**WORK INSTRUCTION**
Which lines of the entries below hold the word "Coordinates"? Report each of them.

**DATASET EXTRACT**
===============

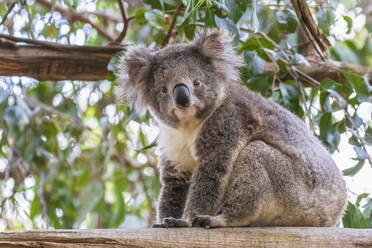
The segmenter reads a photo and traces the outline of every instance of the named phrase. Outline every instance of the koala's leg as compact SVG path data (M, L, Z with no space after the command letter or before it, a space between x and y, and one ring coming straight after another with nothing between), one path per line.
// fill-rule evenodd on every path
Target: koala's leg
M235 160L247 142L245 124L231 108L218 108L196 143L197 166L191 178L182 220L196 223L214 215L226 191ZM196 220L194 220L196 219ZM218 222L219 220L216 220Z
M161 167L161 183L159 203L157 207L157 224L153 227L184 226L174 224L174 219L182 216L189 188L190 173L179 172L169 162Z
M215 216L197 216L193 226L267 226L283 225L287 218L286 207L292 208L298 197L292 193L295 180L287 171L292 160L262 141L250 142L239 154L227 185L224 197ZM275 167L277 171L268 171ZM276 175L275 175L276 174ZM280 177L280 178L277 178ZM280 181L281 180L281 181ZM278 198L286 198L283 207ZM296 215L301 209L292 209Z
M263 161L270 155L265 154L264 146L253 141L240 152L216 215L198 216L193 226L249 226L259 219L262 209L272 207L275 200Z

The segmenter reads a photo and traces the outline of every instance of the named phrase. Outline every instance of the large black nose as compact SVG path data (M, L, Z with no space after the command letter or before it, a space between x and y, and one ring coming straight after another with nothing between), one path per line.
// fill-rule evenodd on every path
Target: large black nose
M190 91L184 84L177 84L173 89L173 97L176 105L187 108L190 106Z

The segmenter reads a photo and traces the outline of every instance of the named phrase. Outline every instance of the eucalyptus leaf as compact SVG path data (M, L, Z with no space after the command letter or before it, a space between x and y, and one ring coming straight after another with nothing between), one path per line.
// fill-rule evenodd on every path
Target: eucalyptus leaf
M316 15L318 25L325 35L330 35L329 28L335 22L335 15L332 9L320 9Z
M353 167L347 168L343 170L342 172L344 173L344 176L355 176L362 168L364 165L364 161L359 161L356 165Z
M351 33L351 29L353 28L353 19L351 19L351 18L348 17L348 16L344 16L344 20L345 20L346 23L347 23L347 31L346 31L346 34L350 34L350 33Z
M234 23L237 23L247 9L247 0L225 0L228 14Z
M344 216L342 217L344 227L367 228L367 222L361 211L351 202L347 204Z
M79 208L76 213L76 226L84 220L86 215L93 210L104 195L105 187L101 181L93 181L88 184L79 195Z
M357 207L359 208L359 206L360 206L360 202L361 202L363 199L367 198L368 196L369 196L369 193L363 193L363 194L358 195L358 197L357 197L357 199L356 199L356 201L355 201L355 206L357 206Z
M372 127L368 126L364 135L364 139L368 145L372 145Z
M254 32L258 32L260 23L257 17L257 0L252 0L252 17L251 17L251 29Z
M237 45L239 43L239 32L238 28L231 21L229 18L219 18L218 16L214 16L214 20L216 22L217 27L220 29L227 30L229 34L233 37L233 44Z
M264 73L264 61L257 55L256 51L245 51L244 61L247 76L249 78Z
M364 148L359 147L359 146L354 146L353 149L357 154L357 159L358 160L364 161L366 158L368 158L369 155L366 152L366 150L364 150Z
M144 13L146 20L151 26L163 29L165 26L164 13L158 9L152 9Z
M288 80L279 84L279 90L282 96L282 105L302 118L304 111L300 106L300 88L298 83L294 80Z
M276 12L276 21L282 33L294 33L297 29L298 19L296 13L291 9Z
M219 18L225 18L228 15L229 9L226 7L225 4L218 1L213 1L213 6L211 7L212 12L214 12L215 16Z
M136 11L135 17L136 17L136 23L138 24L144 24L146 22L146 9L139 9Z
M333 125L332 114L324 113L319 121L319 137L331 152L334 152L340 143L340 133L337 126Z

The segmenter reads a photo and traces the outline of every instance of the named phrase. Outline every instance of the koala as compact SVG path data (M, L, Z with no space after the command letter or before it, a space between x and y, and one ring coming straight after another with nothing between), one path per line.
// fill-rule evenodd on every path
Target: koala
M124 100L160 130L153 227L336 225L341 172L299 118L239 83L241 65L218 30L121 58Z

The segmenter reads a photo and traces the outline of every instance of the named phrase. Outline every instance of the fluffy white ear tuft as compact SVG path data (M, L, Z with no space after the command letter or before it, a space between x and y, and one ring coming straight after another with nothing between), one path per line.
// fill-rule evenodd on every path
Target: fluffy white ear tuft
M237 67L243 65L232 46L233 38L223 30L213 30L199 35L194 44L200 52L213 60L216 72L227 79L239 80Z
M146 113L146 79L151 69L152 53L145 47L130 47L120 59L116 95L139 115Z

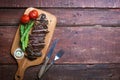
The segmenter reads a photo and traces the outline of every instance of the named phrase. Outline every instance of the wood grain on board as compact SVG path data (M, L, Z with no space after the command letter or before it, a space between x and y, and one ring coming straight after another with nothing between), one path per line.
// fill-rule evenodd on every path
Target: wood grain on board
M17 27L0 27L0 64L15 64L10 48ZM65 50L57 64L119 63L120 27L57 27L53 39L60 39L55 53Z
M120 9L43 9L57 17L57 25L120 25ZM17 25L25 9L0 9L0 25Z
M120 0L0 0L0 79L14 80L10 49L28 7L57 17L54 55L65 50L43 80L120 80ZM34 80L40 67L29 68L24 80Z
M23 8L120 8L120 0L1 0L0 7Z
M29 68L23 80L35 80L40 67L39 65ZM16 65L2 65L0 78L14 80L16 70ZM54 65L43 76L43 80L120 80L119 74L120 64Z

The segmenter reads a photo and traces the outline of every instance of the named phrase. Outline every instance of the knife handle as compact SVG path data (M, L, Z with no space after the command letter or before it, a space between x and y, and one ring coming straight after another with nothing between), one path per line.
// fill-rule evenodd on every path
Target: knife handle
M41 69L40 69L40 71L39 71L39 73L38 73L38 78L39 78L39 79L42 77L42 75L43 75L43 73L44 73L44 71L45 71L45 68L46 68L46 66L47 66L48 61L49 61L49 58L46 57L45 63L43 63L43 65L42 65L42 67L41 67Z
M51 66L54 64L54 60L46 67L46 69L45 69L45 71L44 71L44 73L45 72L47 72L50 68L51 68Z

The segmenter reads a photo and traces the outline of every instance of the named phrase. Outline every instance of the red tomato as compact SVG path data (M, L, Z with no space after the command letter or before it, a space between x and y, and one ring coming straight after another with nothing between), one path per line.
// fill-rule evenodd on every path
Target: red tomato
M30 11L29 17L30 17L31 19L36 19L36 18L38 17L38 11L37 11L37 10L32 10L32 11Z
M22 23L28 23L30 21L30 18L27 14L24 14L22 17L21 17L21 22Z

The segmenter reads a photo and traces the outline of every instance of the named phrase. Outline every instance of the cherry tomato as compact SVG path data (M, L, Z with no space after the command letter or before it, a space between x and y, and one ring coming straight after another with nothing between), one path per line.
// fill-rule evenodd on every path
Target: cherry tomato
M37 10L32 10L32 11L30 11L29 17L30 17L31 19L36 19L36 18L38 17L38 11L37 11Z
M28 23L30 21L30 18L27 14L24 14L22 17L21 17L21 22L22 23Z

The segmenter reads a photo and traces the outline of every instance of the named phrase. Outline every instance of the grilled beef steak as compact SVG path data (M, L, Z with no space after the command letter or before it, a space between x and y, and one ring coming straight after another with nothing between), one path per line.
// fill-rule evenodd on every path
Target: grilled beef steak
M41 50L45 46L45 36L48 31L48 20L45 14L41 14L35 21L34 27L29 35L29 43L26 48L27 58L34 60L42 55Z

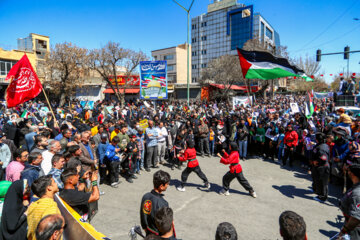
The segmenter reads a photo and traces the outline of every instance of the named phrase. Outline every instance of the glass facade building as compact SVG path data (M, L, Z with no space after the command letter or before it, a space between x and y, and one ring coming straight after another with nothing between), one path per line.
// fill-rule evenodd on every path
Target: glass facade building
M258 38L269 47L279 46L279 34L253 5L236 0L215 0L208 12L191 19L191 69L193 83L199 81L202 69L223 55L236 55L249 39Z

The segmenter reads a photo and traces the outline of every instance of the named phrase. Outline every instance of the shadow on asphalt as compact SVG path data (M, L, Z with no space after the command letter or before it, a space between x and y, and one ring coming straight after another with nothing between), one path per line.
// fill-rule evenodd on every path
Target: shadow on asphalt
M311 200L313 199L312 197L307 196L307 194L312 194L312 191L307 189L296 188L293 185L282 185L282 186L273 185L272 187L289 198L300 197Z
M174 186L174 187L178 187L178 186L180 186L180 184L181 184L181 181L179 181L178 179L171 179L169 185ZM195 183L189 183L189 182L187 182L185 184L185 187L186 188L193 187L193 188L199 189L202 192L215 192L215 193L219 193L220 190L223 188L222 186L220 186L220 185L218 185L216 183L210 183L210 185L211 185L210 190L204 188L204 185L195 184ZM229 192L233 193L233 194L240 194L240 195L246 195L246 196L249 195L249 193L247 193L247 192L240 192L240 191L235 190L235 189L230 189Z
M319 229L319 232L327 238L331 238L338 233L337 231L326 231L324 229Z

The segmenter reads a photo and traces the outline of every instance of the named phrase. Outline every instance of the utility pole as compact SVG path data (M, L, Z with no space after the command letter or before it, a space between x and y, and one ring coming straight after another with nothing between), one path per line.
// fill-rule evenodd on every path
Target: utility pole
M187 48L187 102L188 102L188 105L190 104L190 74L189 74L189 70L190 70L190 67L189 67L189 64L190 64L190 60L189 60L189 57L190 57L190 53L189 53L189 48L190 48L190 10L194 4L194 1L195 0L192 0L191 4L190 4L190 7L189 9L185 8L184 6L182 6L180 3L178 3L176 0L173 0L173 2L175 2L177 5L179 5L182 9L184 9L187 13L187 44L186 44L186 48Z

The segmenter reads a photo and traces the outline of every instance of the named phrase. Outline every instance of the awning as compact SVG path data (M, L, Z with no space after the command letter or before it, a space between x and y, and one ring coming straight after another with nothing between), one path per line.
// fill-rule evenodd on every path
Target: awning
M229 85L224 85L224 84L212 83L210 85L213 86L213 87L219 88L219 89L224 89L225 87L229 88ZM246 86L231 85L230 89L235 90L235 91L247 92L247 87ZM251 92L257 92L257 91L259 91L258 86L251 86Z
M115 89L116 91L117 91L117 89ZM124 93L124 89L119 89L120 91L120 93ZM132 93L132 94L134 94L134 93L139 93L140 92L140 89L139 88L127 88L127 89L125 89L125 94L126 93ZM108 89L105 89L104 90L104 93L114 93L114 91L111 89L111 88L108 88Z
M225 87L229 88L229 85L224 85L224 84L212 83L210 85L213 86L213 87L220 88L220 89L224 89ZM240 86L237 86L237 85L231 85L230 89L232 89L232 90L244 90L244 89L246 89L246 87L240 87Z

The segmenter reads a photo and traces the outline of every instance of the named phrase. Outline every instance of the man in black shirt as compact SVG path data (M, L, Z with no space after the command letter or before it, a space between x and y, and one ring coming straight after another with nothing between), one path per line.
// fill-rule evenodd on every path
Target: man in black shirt
M98 175L94 172L91 175L92 192L83 192L77 189L79 174L76 169L66 169L61 174L64 182L64 190L60 192L60 197L69 204L84 219L88 219L89 203L99 200L100 193L97 184Z
M162 207L169 207L169 203L163 198L162 192L165 192L170 183L170 175L162 170L154 173L154 189L146 193L140 205L141 227L145 230L146 235L159 235L160 231L155 224L155 214Z

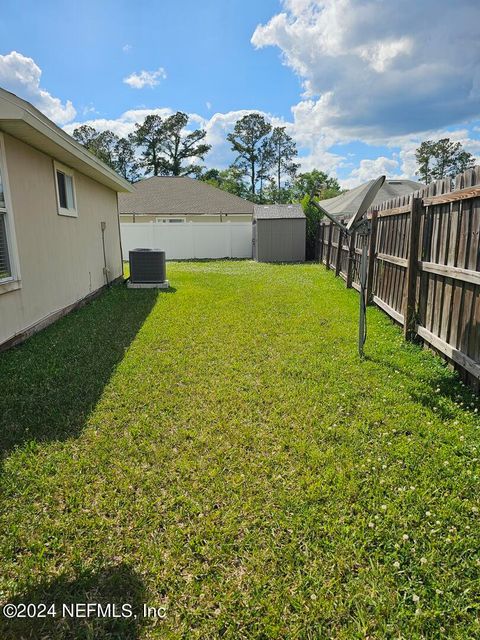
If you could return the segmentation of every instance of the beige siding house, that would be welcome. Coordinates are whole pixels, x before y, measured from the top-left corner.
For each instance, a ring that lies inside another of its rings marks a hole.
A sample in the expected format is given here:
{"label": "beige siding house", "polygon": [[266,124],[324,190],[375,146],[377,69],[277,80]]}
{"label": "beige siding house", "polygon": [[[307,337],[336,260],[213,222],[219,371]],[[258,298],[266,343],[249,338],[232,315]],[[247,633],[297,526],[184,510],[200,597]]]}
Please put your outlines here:
{"label": "beige siding house", "polygon": [[121,222],[251,222],[253,204],[206,182],[187,177],[152,176],[120,194]]}
{"label": "beige siding house", "polygon": [[117,194],[130,190],[32,105],[0,89],[0,349],[122,276]]}

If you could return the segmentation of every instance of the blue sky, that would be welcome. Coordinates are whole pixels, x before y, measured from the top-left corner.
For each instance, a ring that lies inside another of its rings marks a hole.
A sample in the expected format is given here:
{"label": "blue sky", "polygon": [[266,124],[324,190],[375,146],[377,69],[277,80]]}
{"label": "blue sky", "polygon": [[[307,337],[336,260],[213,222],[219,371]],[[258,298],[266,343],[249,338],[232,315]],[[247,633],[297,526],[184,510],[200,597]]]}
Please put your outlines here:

===============

**RESPONSE BOX**
If you could return the segmentation of every instance of the beige siding house, that would be welcome. Coordinates are whole pixels, x before y, measured from the top-left corner.
If you could return the segmentation of every instance of the blue sky, that would be welcome. Coordinates are whole pixels, x before y, measured from the top-left corner.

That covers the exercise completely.